--- EXTRACTED RECORDS ---

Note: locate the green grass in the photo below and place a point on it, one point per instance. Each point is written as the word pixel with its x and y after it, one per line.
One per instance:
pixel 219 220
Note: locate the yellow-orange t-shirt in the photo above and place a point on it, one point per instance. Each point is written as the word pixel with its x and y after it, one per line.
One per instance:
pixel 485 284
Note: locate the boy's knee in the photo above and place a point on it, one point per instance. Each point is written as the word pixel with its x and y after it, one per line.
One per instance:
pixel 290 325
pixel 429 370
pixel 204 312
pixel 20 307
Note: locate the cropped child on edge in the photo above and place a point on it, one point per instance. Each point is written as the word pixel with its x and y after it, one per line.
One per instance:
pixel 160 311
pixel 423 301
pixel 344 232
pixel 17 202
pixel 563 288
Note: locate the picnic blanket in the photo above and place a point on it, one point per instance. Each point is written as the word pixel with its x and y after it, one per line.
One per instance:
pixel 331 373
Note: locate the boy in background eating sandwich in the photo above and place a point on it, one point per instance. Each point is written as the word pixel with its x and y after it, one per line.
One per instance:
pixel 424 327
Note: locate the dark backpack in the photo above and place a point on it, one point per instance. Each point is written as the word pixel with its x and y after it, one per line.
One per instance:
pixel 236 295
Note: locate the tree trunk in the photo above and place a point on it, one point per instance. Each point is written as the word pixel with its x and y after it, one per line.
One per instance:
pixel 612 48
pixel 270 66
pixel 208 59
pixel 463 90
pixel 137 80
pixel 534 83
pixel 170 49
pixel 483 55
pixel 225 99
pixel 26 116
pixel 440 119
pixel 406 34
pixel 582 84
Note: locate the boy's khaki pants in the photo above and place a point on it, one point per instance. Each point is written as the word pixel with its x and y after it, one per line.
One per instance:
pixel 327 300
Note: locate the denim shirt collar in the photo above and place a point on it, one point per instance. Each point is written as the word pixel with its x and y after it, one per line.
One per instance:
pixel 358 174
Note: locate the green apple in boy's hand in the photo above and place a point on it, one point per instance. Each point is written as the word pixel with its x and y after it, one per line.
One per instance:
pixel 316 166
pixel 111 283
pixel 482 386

---

→ EXERCISE: Only a verbatim transcription of the lines from the one containing "Note: locate the green apple" through the last line of the records counts as the answer.

→ TASK RESPONSE:
Note: locate the green apple in boy's hand in the photo above and place a point on it, one point per instance. Each point is written as the word pixel with its x and y after it, one per line.
One per instance:
pixel 316 166
pixel 111 283
pixel 482 386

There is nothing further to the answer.